EXERCISE DESCRIPTION:
Reproduce this listing in full.

Region outline entries
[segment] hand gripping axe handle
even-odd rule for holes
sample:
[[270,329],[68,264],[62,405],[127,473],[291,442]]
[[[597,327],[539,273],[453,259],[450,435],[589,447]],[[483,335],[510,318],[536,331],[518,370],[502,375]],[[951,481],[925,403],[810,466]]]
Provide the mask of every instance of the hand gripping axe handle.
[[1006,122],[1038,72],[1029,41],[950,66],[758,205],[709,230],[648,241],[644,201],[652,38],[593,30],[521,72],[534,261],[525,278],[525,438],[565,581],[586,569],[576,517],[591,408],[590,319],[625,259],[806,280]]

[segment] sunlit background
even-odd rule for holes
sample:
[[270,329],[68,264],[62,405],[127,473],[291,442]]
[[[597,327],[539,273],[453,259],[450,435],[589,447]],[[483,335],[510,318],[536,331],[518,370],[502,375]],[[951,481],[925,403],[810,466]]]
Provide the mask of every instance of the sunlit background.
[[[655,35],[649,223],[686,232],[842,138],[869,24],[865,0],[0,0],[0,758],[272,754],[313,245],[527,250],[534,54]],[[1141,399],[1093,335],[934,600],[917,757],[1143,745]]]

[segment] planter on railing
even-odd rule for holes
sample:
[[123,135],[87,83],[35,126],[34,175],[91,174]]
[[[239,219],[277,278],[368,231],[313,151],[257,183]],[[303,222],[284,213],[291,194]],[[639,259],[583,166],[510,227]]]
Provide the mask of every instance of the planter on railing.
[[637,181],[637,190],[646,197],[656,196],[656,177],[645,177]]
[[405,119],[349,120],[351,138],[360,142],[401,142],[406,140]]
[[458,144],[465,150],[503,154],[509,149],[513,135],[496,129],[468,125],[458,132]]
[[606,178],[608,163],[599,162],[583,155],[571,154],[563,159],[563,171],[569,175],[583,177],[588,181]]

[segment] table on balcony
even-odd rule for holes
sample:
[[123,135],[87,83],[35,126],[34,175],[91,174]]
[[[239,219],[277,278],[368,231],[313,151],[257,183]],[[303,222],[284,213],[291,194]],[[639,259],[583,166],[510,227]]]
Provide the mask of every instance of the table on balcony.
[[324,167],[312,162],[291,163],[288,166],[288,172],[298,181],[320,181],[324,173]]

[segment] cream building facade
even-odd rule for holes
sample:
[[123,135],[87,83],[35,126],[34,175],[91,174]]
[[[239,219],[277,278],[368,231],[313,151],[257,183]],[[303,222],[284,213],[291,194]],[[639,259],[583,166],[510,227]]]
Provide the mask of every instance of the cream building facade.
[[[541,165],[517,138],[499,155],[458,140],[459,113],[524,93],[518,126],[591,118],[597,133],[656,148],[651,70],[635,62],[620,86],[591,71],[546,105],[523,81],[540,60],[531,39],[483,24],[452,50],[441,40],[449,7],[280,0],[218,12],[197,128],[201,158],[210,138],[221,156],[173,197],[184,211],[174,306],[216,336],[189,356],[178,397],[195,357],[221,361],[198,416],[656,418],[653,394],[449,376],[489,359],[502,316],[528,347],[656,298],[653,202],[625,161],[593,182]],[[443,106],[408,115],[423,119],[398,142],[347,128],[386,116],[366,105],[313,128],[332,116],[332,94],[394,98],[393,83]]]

SOLUTION BELOW:
[segment] hand gripping axe handle
even-odd rule for holes
sample:
[[270,329],[68,264],[62,405],[127,473],[291,442]]
[[[597,327],[539,273],[453,259],[450,435],[589,447]],[[483,335],[510,318],[536,331],[518,370],[502,375]],[[951,481],[925,403],[810,466]]]
Provide the mask of every instance of the hand gripping axe handle.
[[1006,122],[1038,72],[1029,41],[950,66],[758,205],[709,230],[648,241],[644,201],[652,38],[593,30],[521,72],[534,261],[525,278],[525,438],[565,581],[586,569],[576,517],[591,408],[590,319],[625,259],[806,280]]

[segment] sunlit background
even-odd rule for holes
sample:
[[270,329],[68,264],[62,405],[127,473],[291,442]]
[[[597,327],[539,273],[453,259],[450,435],[589,447]],[[483,335],[510,318],[536,331],[518,370],[502,375]],[[951,481],[925,403],[810,466]]]
Provide the mask of every instance of the sunlit background.
[[[655,35],[649,223],[686,232],[842,138],[869,24],[865,0],[0,0],[0,758],[272,754],[313,245],[527,250],[534,54]],[[1141,399],[1093,335],[934,600],[917,757],[1143,745]]]

[segment] planter on railing
even-odd rule for holes
sample:
[[123,135],[87,83],[35,126],[34,175],[91,174]]
[[[239,219],[277,278],[368,231],[313,151],[257,183]],[[303,222],[284,213],[291,194]],[[639,259],[583,166],[510,227]]]
Provide the mask of every instance of the planter on railing.
[[637,181],[637,190],[646,197],[656,196],[656,177],[645,177]]
[[405,119],[349,120],[351,138],[360,142],[401,142],[406,140]]
[[458,144],[465,150],[503,154],[509,149],[513,135],[496,129],[468,125],[458,132]]
[[606,178],[608,163],[599,162],[583,155],[571,154],[563,159],[563,171],[569,175],[583,177],[588,181]]

[segment] table on balcony
even-odd rule for holes
sample:
[[123,135],[87,83],[35,126],[34,175],[91,174]]
[[[239,219],[277,278],[368,231],[313,151],[257,183]],[[303,222],[284,213],[291,194]],[[639,259],[583,166],[510,227]]]
Provide the mask of every instance of the table on balcony.
[[324,167],[312,162],[291,163],[288,166],[288,172],[298,181],[320,181],[324,173]]

[segment] cream building facade
even-odd rule for holes
sample:
[[123,135],[87,83],[35,126],[34,175],[91,174]]
[[[239,219],[277,278],[368,231],[313,151],[257,183]],[[303,222],[284,213],[291,194]],[[639,259],[583,166],[510,227]]]
Provide the mask of every instance of the cream building facade.
[[[541,165],[517,138],[499,155],[458,140],[459,113],[524,93],[518,126],[591,118],[597,133],[656,148],[651,70],[635,62],[620,86],[591,71],[546,105],[523,81],[540,60],[531,39],[483,24],[452,50],[441,40],[449,7],[280,0],[218,12],[197,128],[201,158],[210,138],[221,156],[173,197],[184,211],[174,306],[216,336],[189,356],[178,397],[195,357],[221,361],[198,416],[656,418],[653,394],[449,376],[489,359],[502,316],[528,347],[656,298],[653,202],[625,161],[593,182]],[[443,106],[408,115],[423,119],[398,142],[347,128],[386,116],[366,105],[313,128],[332,116],[332,94],[394,98],[393,83]]]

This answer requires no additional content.